> **SUPPLIED ENTRIES**

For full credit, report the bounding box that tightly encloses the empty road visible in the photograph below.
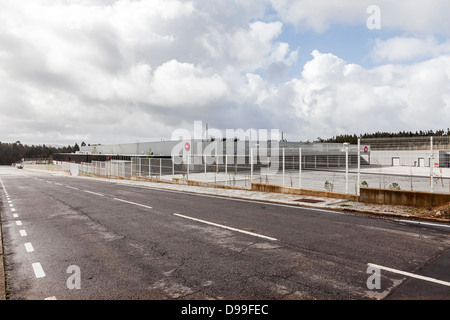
[0,167,450,300]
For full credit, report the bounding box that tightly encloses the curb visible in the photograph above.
[0,210,6,301]
[74,176,450,223]
[25,169,450,223]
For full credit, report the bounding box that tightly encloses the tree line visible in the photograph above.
[0,141,80,165]
[314,128,450,144]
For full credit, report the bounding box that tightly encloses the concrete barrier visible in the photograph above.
[360,188,450,207]
[251,183,359,201]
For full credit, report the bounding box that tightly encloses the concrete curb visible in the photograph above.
[24,168,450,223]
[0,210,6,300]
[74,172,450,223]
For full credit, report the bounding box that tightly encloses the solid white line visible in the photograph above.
[367,263,450,287]
[127,184,348,215]
[114,198,153,209]
[32,262,45,278]
[24,242,34,252]
[174,213,277,241]
[398,220,450,228]
[84,190,104,197]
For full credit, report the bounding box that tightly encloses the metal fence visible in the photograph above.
[23,137,450,195]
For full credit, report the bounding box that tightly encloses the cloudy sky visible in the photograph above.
[0,0,450,145]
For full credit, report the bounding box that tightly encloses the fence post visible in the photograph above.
[344,142,348,193]
[283,148,285,187]
[356,138,361,196]
[250,148,253,188]
[225,152,228,186]
[298,148,302,189]
[139,157,142,177]
[430,137,434,192]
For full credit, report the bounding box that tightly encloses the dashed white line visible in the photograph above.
[24,242,34,252]
[114,198,153,209]
[31,262,45,278]
[398,220,450,228]
[367,263,450,287]
[174,213,277,241]
[83,190,104,197]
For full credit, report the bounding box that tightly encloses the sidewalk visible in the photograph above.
[0,209,6,301]
[72,172,450,223]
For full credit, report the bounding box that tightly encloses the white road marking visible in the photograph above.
[367,263,450,287]
[128,185,342,215]
[24,242,34,252]
[174,213,277,241]
[397,220,450,228]
[32,262,45,278]
[84,190,104,197]
[114,198,153,209]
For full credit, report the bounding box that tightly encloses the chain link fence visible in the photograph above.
[23,137,450,195]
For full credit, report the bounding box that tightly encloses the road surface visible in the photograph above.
[0,167,450,300]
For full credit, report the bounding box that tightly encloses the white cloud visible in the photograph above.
[0,0,450,144]
[270,0,450,35]
[253,51,450,139]
[149,60,227,107]
[371,36,450,62]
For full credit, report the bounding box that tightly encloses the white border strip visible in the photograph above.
[84,190,104,197]
[114,198,153,209]
[32,262,45,278]
[367,263,450,287]
[397,220,450,228]
[174,213,278,241]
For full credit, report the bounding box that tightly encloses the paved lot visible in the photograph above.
[0,167,450,300]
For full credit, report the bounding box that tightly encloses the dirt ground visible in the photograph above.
[408,202,450,219]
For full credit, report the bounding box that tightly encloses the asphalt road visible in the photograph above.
[0,167,450,300]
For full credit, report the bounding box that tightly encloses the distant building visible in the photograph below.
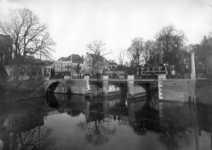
[51,54,83,75]
[108,61,118,70]
[83,52,109,74]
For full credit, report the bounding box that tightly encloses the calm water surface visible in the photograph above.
[0,89,212,150]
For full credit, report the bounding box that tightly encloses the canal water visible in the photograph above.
[0,88,212,150]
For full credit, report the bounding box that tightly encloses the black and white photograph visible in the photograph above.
[0,0,212,150]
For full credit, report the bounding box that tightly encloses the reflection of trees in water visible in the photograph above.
[8,127,55,150]
[157,124,193,150]
[130,95,193,150]
[1,105,55,150]
[77,112,116,146]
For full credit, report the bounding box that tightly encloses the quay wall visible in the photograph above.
[158,79,196,102]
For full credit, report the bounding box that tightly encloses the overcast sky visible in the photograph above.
[0,0,212,59]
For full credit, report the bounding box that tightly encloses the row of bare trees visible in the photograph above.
[85,25,190,74]
[0,8,55,80]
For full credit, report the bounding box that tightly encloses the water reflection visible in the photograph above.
[0,101,55,150]
[0,89,212,150]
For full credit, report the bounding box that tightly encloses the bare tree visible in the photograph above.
[127,37,144,66]
[156,25,185,63]
[143,40,157,63]
[0,8,55,57]
[83,41,111,74]
[0,8,55,79]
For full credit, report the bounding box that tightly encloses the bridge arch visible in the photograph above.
[46,81,67,94]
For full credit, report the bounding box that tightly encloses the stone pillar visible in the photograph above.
[102,75,109,96]
[127,75,134,96]
[191,52,196,80]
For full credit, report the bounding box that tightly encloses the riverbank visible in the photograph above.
[0,78,46,102]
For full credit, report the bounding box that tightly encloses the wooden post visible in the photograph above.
[127,75,134,96]
[102,75,109,96]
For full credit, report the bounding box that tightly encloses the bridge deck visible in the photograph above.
[89,79,191,83]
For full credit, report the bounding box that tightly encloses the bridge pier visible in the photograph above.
[102,75,109,96]
[191,51,196,80]
[127,75,134,96]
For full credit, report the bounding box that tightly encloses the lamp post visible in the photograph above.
[204,36,208,75]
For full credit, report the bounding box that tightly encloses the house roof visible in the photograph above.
[87,53,107,61]
[58,54,83,63]
[67,54,83,63]
[109,62,117,65]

> **STATED PROBLEM**
Retype all of the records above word for word, omitting the pictures.

> **COMPLETE OUTPUT**
For full credit, report the bounding box that tightly encloses the empty road visible in the photograph below.
[0,167,450,300]
For full credit, report the bounding box that tightly encloses the curb visible in the photograph above.
[0,210,6,301]
[74,176,450,223]
[25,169,450,223]
For full credit, report the bounding box that tightly encloses the tree line visible in the photograph above.
[0,141,80,165]
[314,128,450,144]
For full credit, report the bounding box that tightly encloses the concrete barrier visible in the photograph above.
[360,188,450,207]
[251,183,359,201]
For full credit, report the bounding box that tightly encloses the concrete curb visible in the photograph above.
[24,168,450,223]
[0,210,6,300]
[74,172,450,223]
For full credit, report the bounding box that tightly encloses the solid white line visible in the photograph above.
[367,263,450,287]
[127,184,348,215]
[114,198,153,209]
[32,262,45,278]
[24,242,34,252]
[174,213,277,241]
[398,220,450,228]
[84,190,104,197]
For full credit, report the bounding box that tightly encloses the metal fence visible in the photograph above.
[23,137,450,195]
For full credit, report the bounding box that tightly encloses the cloudy sky visible in the photograph above.
[0,0,450,145]
For full credit, report the bounding box that tightly encloses the fence post visible in the photograph above.
[344,142,348,193]
[283,148,285,187]
[356,138,361,196]
[250,148,253,188]
[225,152,228,186]
[298,148,302,189]
[139,157,142,177]
[430,137,434,192]
For full credit, report the bounding box that tightly encloses the dashed white line visible in the photograph above.
[24,242,34,252]
[114,198,153,209]
[31,262,45,278]
[398,220,450,228]
[367,263,450,287]
[174,213,277,241]
[83,190,104,197]
For full credit, report the bounding box that tightly encloses the sidewalk visible in the photograph above.
[0,209,6,301]
[72,172,450,223]
For full credit, report the bounding box that tightly encloses the white road marking visible in the photograph above.
[367,263,450,287]
[128,185,342,215]
[24,242,34,252]
[174,213,277,241]
[397,220,450,228]
[32,262,45,278]
[84,190,104,197]
[114,198,153,209]
For full credit, report the bounding box that tightly encloses the chain link fence visible in the photograph above.
[23,137,450,195]
For full credit, report the bounding box that tightly encloses the road surface visible in the photograph above.
[0,167,450,300]
For full credit, report the bounding box that tightly encloses the white cloud visible in the photograph above.
[0,0,450,144]
[270,0,450,35]
[253,51,450,139]
[149,60,227,107]
[371,36,450,62]
For full credit, report the bounding box that tightly encloses the white border strip visible in the photograph above.
[84,190,104,197]
[114,198,153,209]
[32,262,45,278]
[367,263,450,287]
[397,220,450,228]
[174,213,278,241]
For full credit, report the bounding box that tightly encloses the paved lot visible in the photograph above.
[0,167,450,300]
For full credit, report the bounding box that tightly encloses the dirt ground visible in the photograph above.
[408,202,450,219]
For full credit, report the bounding box that tightly encloses the asphalt road visible in the photograph above.
[0,167,450,300]
For full credit, report the bounding box that tightly encloses the distant building visible in the photograph below.
[51,54,83,75]
[108,61,118,70]
[83,52,109,74]
For full credit, report the bounding box that tightly encloses the calm water surface visible in the photograph above.
[0,89,212,150]
For full credit, report the bounding box that tightly encloses the canal water visible in the photograph above.
[0,88,212,150]
For full credit, report the bounding box that tightly encloses the black and white photograph visible in the photograph above.
[0,0,212,150]
For full credit, report the bounding box that tightly encloses the reflection of trees in water visible in the photograph above.
[8,127,55,150]
[157,124,193,150]
[130,95,193,150]
[1,105,55,150]
[77,112,116,146]
For full credit, report the bounding box that tightly encloses the quay wall visible in the photograph above.
[158,79,196,102]
For full credit, report the bounding box that tightly encloses the overcast sky visible in the photograph above.
[0,0,212,59]
For full credit, report the bounding box that tightly encloses the row of bare trees visible in the photograph above.
[85,25,190,74]
[0,8,55,80]
For full credit, report the bounding box that tightly encloses the water reflection visible in the photograph above.
[0,101,55,150]
[0,89,212,150]
For full credit, report the bounding box that tightly encloses the bare tree visible in the photograph above.
[127,37,144,66]
[156,25,185,63]
[143,40,157,63]
[0,8,55,57]
[83,41,111,74]
[0,8,55,79]
For full credit, report the bounding box that tightly encloses the bridge arch visible in the photograph above.
[46,81,67,94]
For full credit, report the bounding box that tightly encloses the stone pillar visible in the photograph above.
[102,75,109,96]
[127,75,134,96]
[191,52,196,80]
For full credit, report the bounding box that tightly encloses the riverbank visible in the photograph above.
[0,78,46,102]
For full credit, report the bounding box that tightly encloses the wooden post visible in the photograph above.
[127,75,134,96]
[102,75,109,96]
For full credit, report the bounding box that tightly encloses the bridge deck visible in the photograph above.
[89,79,191,83]
For full credit, report the bounding box that tightly encloses the bridge pier visible in the photograph above.
[102,75,109,96]
[191,51,196,80]
[127,75,134,96]
For full credit, report the bounding box that tightly encloses the lamp post visible in the photograph above.
[204,36,208,75]
For full credit, report the bounding box that tightly encloses the house roof visible in the photograph above.
[87,53,107,61]
[58,54,83,63]
[67,54,83,63]
[109,62,117,65]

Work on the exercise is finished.